EXCERPTED PASSAGE:
============================================================

It’s Not Weird If You Miss Being Sad

All three of you better buckle up because I’m back at it with one of my unprofessional but personal, and therefore valid, opinions on something I’m not qualified in having an opinion of but know plenty of people go through and not enough people discuss it.

I want to start off by saying I really couldn’t be happier with my life right now and I think that’s why I’m so comfortable writing this post because sometimes I find myself missing the feeling of sadness.

Let me expand on this because I don’t mean that I want to be sad, no one wants to be sad, that’s a completely different box of frogs. What I mean is when I was continuously sad, I had a totally different personality. As Jessica Lindsay stated in her Metro Article, it feels like “a form of mental Stockholm Syndrome.”

============================================================

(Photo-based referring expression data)
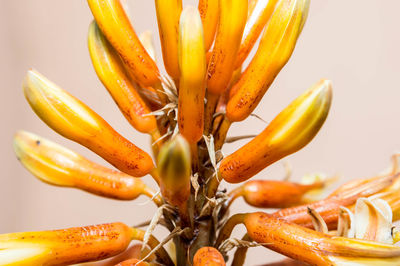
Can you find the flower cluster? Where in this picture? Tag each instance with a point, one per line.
(187, 113)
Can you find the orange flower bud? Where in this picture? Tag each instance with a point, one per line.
(168, 14)
(345, 196)
(260, 13)
(290, 131)
(273, 194)
(74, 120)
(192, 64)
(132, 262)
(59, 166)
(208, 256)
(209, 12)
(232, 19)
(314, 247)
(113, 75)
(115, 24)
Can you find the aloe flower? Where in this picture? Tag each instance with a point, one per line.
(187, 113)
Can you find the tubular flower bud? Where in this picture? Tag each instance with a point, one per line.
(290, 131)
(111, 72)
(275, 49)
(59, 166)
(64, 247)
(115, 24)
(345, 196)
(192, 64)
(72, 119)
(273, 194)
(314, 247)
(146, 38)
(132, 262)
(168, 14)
(372, 220)
(208, 256)
(232, 19)
(209, 12)
(174, 168)
(261, 12)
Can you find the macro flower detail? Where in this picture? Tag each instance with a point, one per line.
(187, 113)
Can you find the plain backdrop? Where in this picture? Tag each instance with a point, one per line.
(353, 43)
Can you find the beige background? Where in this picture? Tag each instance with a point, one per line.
(354, 43)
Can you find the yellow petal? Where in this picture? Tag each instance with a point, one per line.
(192, 64)
(111, 72)
(71, 118)
(275, 49)
(168, 14)
(59, 166)
(290, 131)
(174, 168)
(64, 247)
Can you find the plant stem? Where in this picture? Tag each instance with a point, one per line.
(212, 101)
(226, 230)
(240, 254)
(221, 134)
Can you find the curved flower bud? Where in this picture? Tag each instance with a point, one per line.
(146, 38)
(174, 168)
(72, 119)
(59, 166)
(132, 262)
(273, 194)
(192, 64)
(209, 12)
(275, 49)
(232, 20)
(290, 131)
(65, 247)
(208, 256)
(168, 14)
(345, 196)
(314, 247)
(112, 74)
(259, 14)
(115, 24)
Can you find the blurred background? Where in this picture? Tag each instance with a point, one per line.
(353, 43)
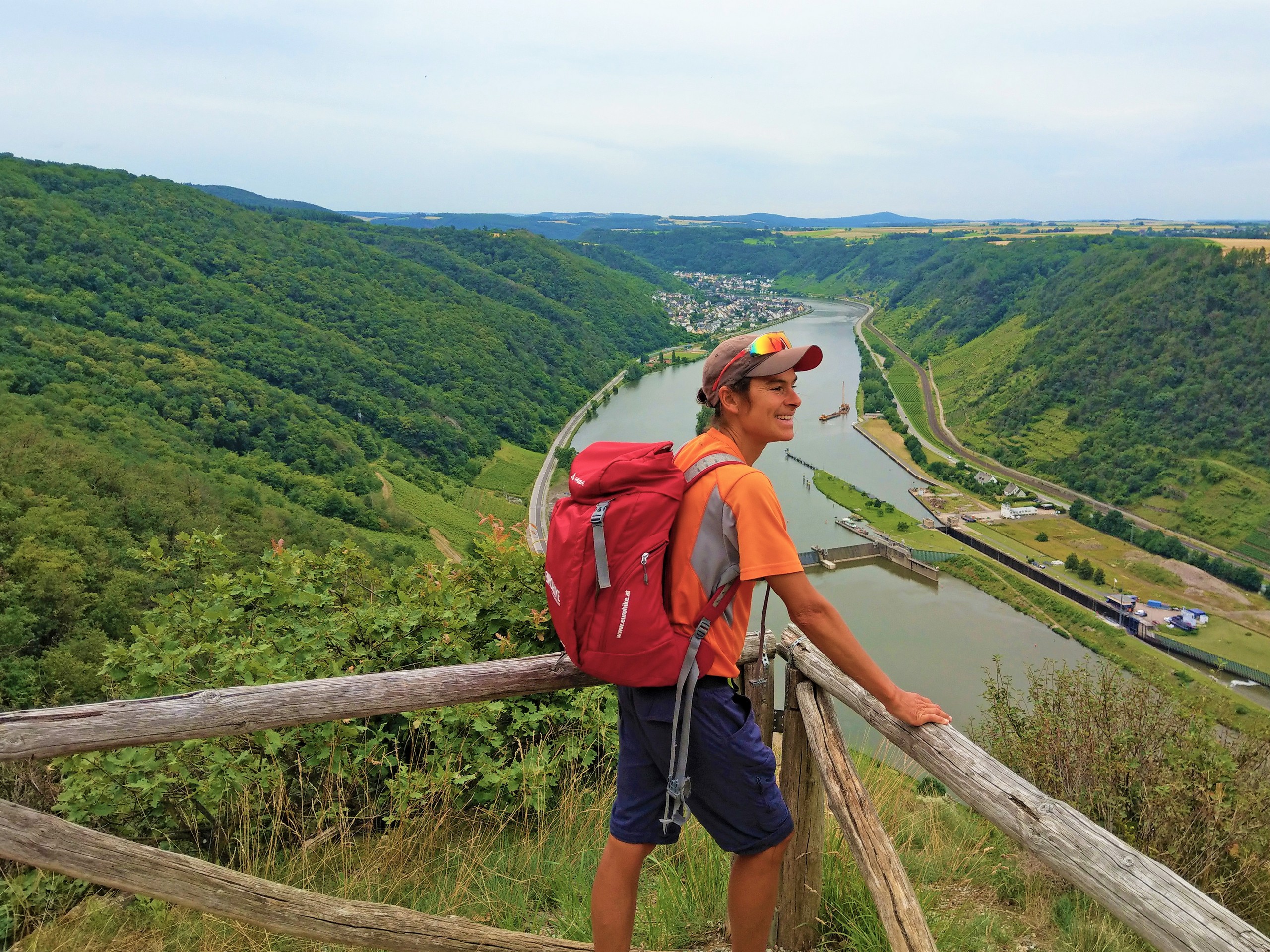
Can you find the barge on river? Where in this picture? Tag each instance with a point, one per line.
(841, 411)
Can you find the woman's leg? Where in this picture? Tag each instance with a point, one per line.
(752, 896)
(613, 896)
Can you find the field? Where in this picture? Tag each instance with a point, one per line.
(965, 376)
(881, 431)
(1226, 639)
(1227, 506)
(511, 472)
(885, 517)
(835, 286)
(534, 875)
(1148, 578)
(1169, 674)
(896, 524)
(457, 520)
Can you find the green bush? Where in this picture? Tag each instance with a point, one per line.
(1153, 772)
(303, 616)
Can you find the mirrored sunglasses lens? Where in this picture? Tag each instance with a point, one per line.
(770, 343)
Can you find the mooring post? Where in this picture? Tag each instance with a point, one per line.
(801, 874)
(762, 696)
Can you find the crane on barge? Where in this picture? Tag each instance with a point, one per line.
(841, 411)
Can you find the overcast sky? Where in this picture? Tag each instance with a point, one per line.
(938, 110)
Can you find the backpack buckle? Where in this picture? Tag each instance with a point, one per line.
(677, 789)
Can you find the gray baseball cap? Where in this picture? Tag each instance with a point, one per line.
(732, 361)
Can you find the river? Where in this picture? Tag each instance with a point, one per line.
(937, 639)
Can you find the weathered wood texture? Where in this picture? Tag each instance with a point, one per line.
(799, 895)
(54, 731)
(876, 855)
(1147, 896)
(759, 685)
(50, 843)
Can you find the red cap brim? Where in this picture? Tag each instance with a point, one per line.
(799, 358)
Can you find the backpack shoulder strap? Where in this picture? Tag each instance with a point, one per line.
(708, 464)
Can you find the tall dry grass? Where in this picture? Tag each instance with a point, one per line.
(532, 871)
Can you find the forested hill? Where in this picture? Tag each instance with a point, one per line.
(1147, 353)
(171, 361)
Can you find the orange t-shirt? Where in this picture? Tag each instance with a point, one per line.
(729, 526)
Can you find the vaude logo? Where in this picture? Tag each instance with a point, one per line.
(622, 622)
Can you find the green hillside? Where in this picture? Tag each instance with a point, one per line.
(171, 361)
(1133, 368)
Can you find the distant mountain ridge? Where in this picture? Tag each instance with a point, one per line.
(251, 200)
(572, 225)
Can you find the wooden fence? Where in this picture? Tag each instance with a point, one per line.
(1151, 899)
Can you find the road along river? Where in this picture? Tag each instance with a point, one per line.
(938, 639)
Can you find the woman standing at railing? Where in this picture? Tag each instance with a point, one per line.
(729, 526)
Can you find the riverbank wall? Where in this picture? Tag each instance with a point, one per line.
(907, 469)
(1101, 608)
(1130, 622)
(870, 550)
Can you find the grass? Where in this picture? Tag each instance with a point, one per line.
(882, 432)
(908, 391)
(1226, 639)
(1139, 573)
(886, 518)
(534, 875)
(1230, 507)
(1222, 636)
(512, 470)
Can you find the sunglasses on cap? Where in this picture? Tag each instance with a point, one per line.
(762, 346)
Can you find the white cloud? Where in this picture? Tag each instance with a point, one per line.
(815, 108)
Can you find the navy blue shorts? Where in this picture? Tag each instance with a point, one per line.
(733, 774)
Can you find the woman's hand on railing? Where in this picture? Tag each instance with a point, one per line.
(915, 710)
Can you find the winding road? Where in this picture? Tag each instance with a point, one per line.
(536, 535)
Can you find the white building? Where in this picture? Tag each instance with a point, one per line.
(1017, 512)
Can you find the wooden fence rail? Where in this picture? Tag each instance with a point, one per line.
(54, 731)
(1151, 899)
(876, 855)
(1147, 896)
(46, 842)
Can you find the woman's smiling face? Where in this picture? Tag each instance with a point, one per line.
(765, 413)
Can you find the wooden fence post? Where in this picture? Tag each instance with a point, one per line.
(799, 894)
(876, 855)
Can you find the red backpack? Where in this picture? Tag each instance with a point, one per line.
(606, 552)
(606, 592)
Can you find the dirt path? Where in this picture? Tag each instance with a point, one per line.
(447, 550)
(388, 486)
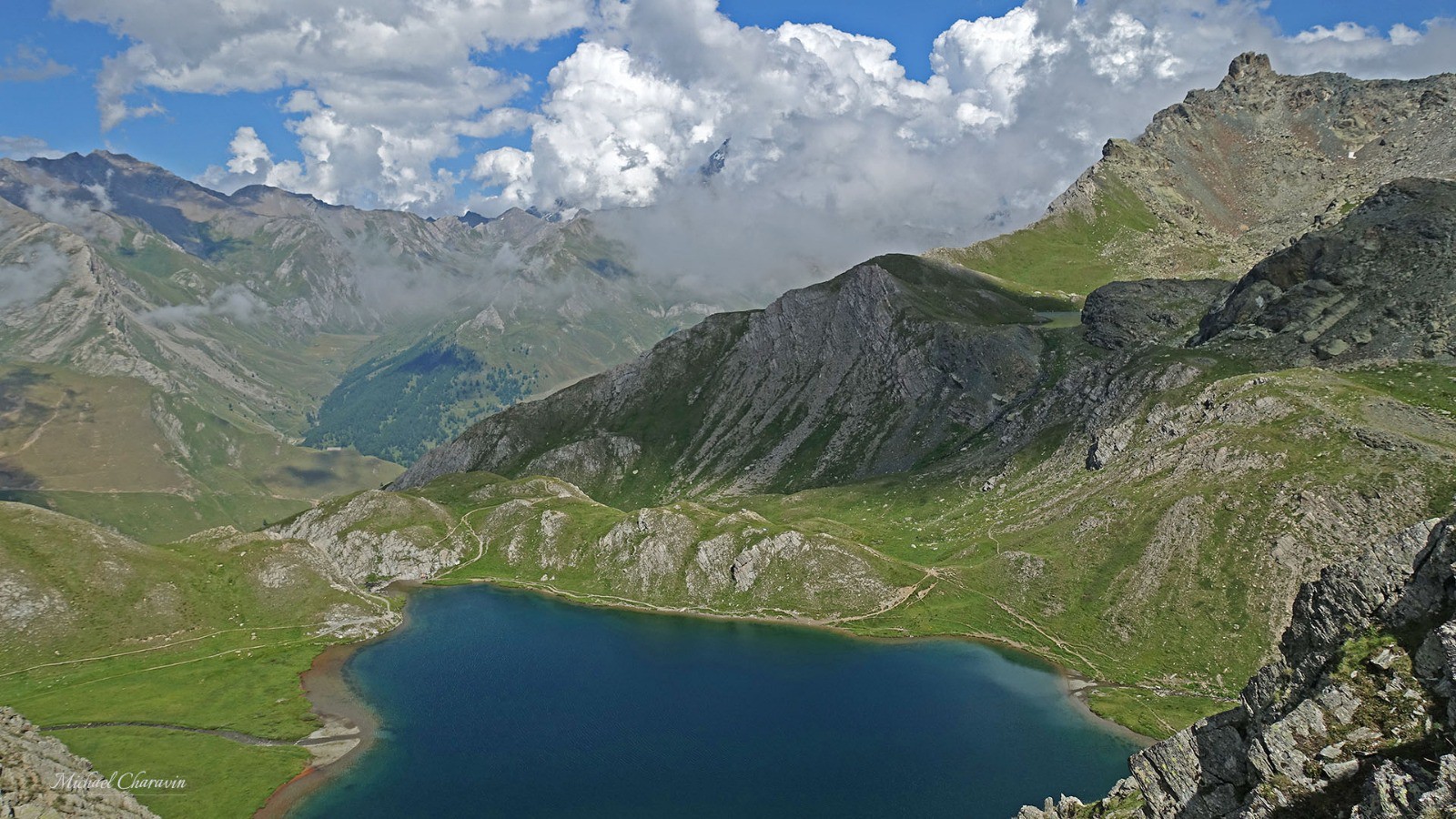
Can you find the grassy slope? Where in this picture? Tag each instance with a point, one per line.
(1046, 559)
(1075, 252)
(1186, 523)
(203, 634)
(157, 467)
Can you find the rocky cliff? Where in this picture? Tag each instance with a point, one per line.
(1229, 175)
(1380, 286)
(1356, 719)
(1358, 716)
(40, 778)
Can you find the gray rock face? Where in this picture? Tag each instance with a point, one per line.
(864, 375)
(41, 778)
(1330, 295)
(1132, 314)
(1234, 172)
(1354, 720)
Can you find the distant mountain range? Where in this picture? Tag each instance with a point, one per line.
(1125, 439)
(197, 339)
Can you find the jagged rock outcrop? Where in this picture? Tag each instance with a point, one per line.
(1132, 314)
(1356, 719)
(40, 778)
(1266, 157)
(1380, 285)
(868, 373)
(1232, 174)
(379, 535)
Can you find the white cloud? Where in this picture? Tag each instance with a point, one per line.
(31, 65)
(834, 152)
(232, 300)
(25, 147)
(34, 276)
(76, 213)
(388, 86)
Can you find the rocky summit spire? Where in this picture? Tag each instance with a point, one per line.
(1249, 67)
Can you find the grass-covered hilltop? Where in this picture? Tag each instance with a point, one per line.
(1120, 439)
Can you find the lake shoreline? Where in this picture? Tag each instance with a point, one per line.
(334, 700)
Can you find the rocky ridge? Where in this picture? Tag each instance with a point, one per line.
(1234, 174)
(868, 373)
(1329, 295)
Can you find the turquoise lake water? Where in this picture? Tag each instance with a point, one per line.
(502, 703)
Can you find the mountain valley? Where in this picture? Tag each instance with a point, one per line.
(1127, 439)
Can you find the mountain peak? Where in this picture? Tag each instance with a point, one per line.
(1251, 66)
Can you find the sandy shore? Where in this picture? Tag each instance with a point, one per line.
(356, 726)
(349, 729)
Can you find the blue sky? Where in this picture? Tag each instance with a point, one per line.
(51, 62)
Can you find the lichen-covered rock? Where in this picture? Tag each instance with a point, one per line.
(1354, 719)
(41, 778)
(1327, 298)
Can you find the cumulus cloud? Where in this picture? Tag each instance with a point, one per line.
(31, 65)
(836, 153)
(82, 213)
(25, 147)
(31, 278)
(383, 87)
(232, 302)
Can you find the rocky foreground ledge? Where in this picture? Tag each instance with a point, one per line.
(41, 778)
(1354, 720)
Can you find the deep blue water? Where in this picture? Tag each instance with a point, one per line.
(500, 703)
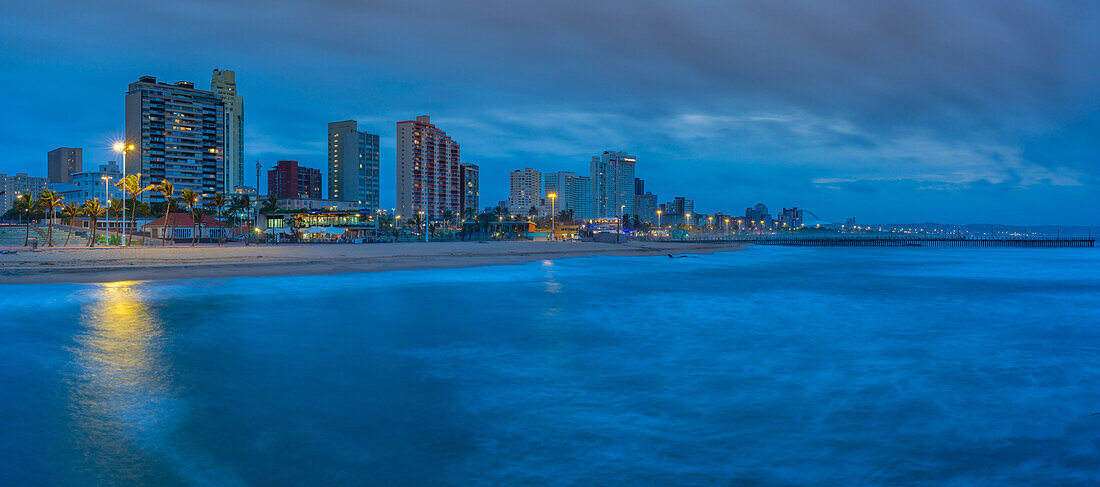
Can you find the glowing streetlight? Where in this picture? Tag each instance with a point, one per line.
(122, 147)
(552, 196)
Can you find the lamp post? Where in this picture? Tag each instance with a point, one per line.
(107, 180)
(552, 196)
(122, 148)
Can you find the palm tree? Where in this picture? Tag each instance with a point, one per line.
(50, 201)
(23, 205)
(166, 189)
(69, 212)
(94, 210)
(218, 202)
(131, 184)
(190, 198)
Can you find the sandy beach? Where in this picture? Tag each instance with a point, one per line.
(184, 262)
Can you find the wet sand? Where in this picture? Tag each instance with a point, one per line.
(184, 262)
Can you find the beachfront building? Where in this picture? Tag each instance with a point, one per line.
(353, 165)
(20, 184)
(98, 185)
(316, 205)
(612, 184)
(574, 192)
(290, 180)
(223, 85)
(62, 163)
(428, 175)
(180, 227)
(178, 133)
(790, 218)
(469, 175)
(645, 207)
(525, 191)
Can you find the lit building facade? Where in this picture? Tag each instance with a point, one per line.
(612, 184)
(20, 184)
(353, 165)
(428, 175)
(525, 190)
(178, 135)
(290, 180)
(574, 192)
(469, 176)
(63, 162)
(790, 218)
(223, 85)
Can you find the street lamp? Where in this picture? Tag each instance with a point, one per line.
(552, 196)
(119, 146)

============================================================

PROMPT 1:
Answer these questions about the post on missing sadness:
(a) What does the writer say they really couldn't be happier with?
(b) Where did Jessica Lindsay make the statement the writer quotes?
(c) What does that quoted statement say the feeling is like?
PROMPT 2: Rewrite the post on missing sadness, starting with "It’s Not Weird" and going on through "people discuss it.", and swap "buckle up" for "hold on".
PROMPT 3: Resume the post on missing sadness with the next few sentences.

OUTPUT 1:
(a) Their life right now.
(b) In her Metro Article.
(c) "a form of mental Stockholm Syndrome."

OUTPUT 2:
It’s Not Weird If You Miss Being Sad

All three of you better hold on because I’m back at it with one of my unprofessional but personal, and therefore valid, opinions on something I’m not qualified in having an opinion of but know plenty of people go through and not enough people discuss it.

OUTPUT 3:
Being sad becomes a part of you and it’s not scary to be sad because you already know what to expect of it. Sadness was a default emotion, I knew how to process it. In the familiarity of sadness, we find a friend, a very destructive friend but we know it well and with that comes the reluctance to get better. And I think that’s why people find themselves growing nostalgic over it. Not only that but when it’s part of our identity, it feels so big that it becomes our identity. Without it, some people aren’t sure who to be. Sad people tend to indulge in self destructive behaviour and due to the fact that this will often result in some interesting stories at the expense of their mental health, which is never a good price to pay in order to seem interesting to people, some will feel boring without it.

It’s hard to put into words but I get it.

Another reason I think myself and others miss sadness is because of the lies it told us about the amount of control we had. It feels like nothing could impact us unless we actively let it because we have one singular mood. In reality, it just stopped me from enjoying things at the risk of feeling a fleeting happiness and never knowing when that next dose of serotonin is going to come. May as well just stay sad.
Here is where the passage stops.